• _Data to use_
==================================================
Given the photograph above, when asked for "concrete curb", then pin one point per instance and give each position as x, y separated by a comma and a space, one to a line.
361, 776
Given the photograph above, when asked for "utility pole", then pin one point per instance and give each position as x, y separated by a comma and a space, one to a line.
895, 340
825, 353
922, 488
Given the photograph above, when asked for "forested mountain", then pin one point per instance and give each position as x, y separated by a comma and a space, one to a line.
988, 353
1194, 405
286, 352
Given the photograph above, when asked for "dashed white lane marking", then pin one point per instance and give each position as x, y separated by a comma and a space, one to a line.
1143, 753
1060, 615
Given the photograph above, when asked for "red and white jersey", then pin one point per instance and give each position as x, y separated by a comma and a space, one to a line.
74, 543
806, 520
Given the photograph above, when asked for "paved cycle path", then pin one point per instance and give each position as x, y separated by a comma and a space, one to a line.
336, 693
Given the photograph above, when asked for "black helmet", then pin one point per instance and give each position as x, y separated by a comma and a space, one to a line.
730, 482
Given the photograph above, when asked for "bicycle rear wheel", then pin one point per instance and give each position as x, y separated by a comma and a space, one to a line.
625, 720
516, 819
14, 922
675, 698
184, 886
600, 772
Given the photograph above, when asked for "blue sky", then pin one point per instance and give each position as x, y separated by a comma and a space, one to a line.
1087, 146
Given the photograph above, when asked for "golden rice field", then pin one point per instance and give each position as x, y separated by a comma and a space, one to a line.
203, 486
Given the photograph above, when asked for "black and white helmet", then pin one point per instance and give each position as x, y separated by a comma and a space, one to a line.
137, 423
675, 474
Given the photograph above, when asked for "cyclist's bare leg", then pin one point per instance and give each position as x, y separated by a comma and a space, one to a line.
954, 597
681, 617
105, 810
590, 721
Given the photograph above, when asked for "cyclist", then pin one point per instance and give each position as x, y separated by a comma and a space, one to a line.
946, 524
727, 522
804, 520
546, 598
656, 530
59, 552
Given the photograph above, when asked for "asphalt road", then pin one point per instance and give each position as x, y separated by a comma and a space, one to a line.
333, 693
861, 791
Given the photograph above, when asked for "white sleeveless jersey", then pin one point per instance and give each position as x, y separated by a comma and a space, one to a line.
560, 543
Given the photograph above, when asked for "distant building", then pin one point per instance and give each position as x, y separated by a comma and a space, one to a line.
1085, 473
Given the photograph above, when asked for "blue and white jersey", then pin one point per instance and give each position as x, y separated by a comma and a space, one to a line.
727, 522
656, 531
==================================================
• _Task_
Return the full data above, line for line.

• _Task answer_
Given the photograph above, when asked for "concrete curb", then pin one point per instance and give each position as x, y separated by a comma and a space, one to a line.
361, 776
Given the photograph above, when asked for "utility pole", then pin one point per instance and give each position as x, y separated by a comma and a space, one to a line.
895, 340
825, 353
922, 488
Given the photograph above, when asked for "forested mountain", then pin one point per instance and give each position as x, y separated by a comma and a space, one to a line.
988, 353
1194, 405
286, 352
Given the photograph above, when asked for "dashed white lane marking", then pin one point per instance and give each position as x, y separated by a comma and a space, one to a line.
1143, 753
1060, 615
Given the photograph above, when asked for "red and white jersey", then pin one point per instance and give each position as x, y separated by a comma and a space, one to a line.
74, 543
806, 520
Given the photograph above, when asked for "paved cycle path", then pin one point per instance and give each position as x, y separated by a comma and a space, one to a line.
336, 693
Given the photograph above, when asked for "black helmet", then pin one point per instance and give each position as x, y separated by a comma and a space, one to a line.
730, 482
Given the photograph above, when asked for "bicycle rear wheel", then pin one point per instance and give each position as x, y separated by a comma and a space, one to a line.
625, 720
516, 819
14, 922
675, 698
184, 886
600, 772
Given the photograph above, when asked for "blue sky", then pin one point per instance and give each position as x, y separated by a comma and a space, one to a line.
1087, 146
Given the photograph above, when asked for "golden rice field", then pin one point per instance and give each position as x, y separated by a comma and a space, one to a line.
203, 486
Given the photograph above, when asked for "black and white helmet", then pin one point per instance and give each position as x, y separated by a comma and a space, one to a line.
137, 423
675, 474
Given the photograph above, when asked for "cyclist's bare leg", then pin one point per instance and give each position as x, y separated by a comma and a space, one to a line.
954, 597
681, 617
105, 810
590, 721
Given the photograph above, when asked for "cyclist", then pin one point per instance and give each position as x, y separated by a comma and a space, one to a line.
946, 524
727, 522
804, 520
546, 598
656, 530
59, 552
Given the photograph above, when asked for "asphalt road", then pin one point per instance and give each position as x, y separated by a comma and a space, one to a line.
333, 693
861, 791
Given the photograph above, when asked for "white sleeveless jersey", then pin one point per instance and give each position as x, y separated by a comma and a space, one to a line.
560, 543
Given the photograph above, when asked for "distant building", then pin one point per instance and give each position as x, y separated by a comma and a space, one to a line.
1085, 473
Given the photograph above, when asked for "blue and white jersey", then pin one point per instance and give each position as x, y separated by a comma and a space, one to a line.
727, 522
656, 531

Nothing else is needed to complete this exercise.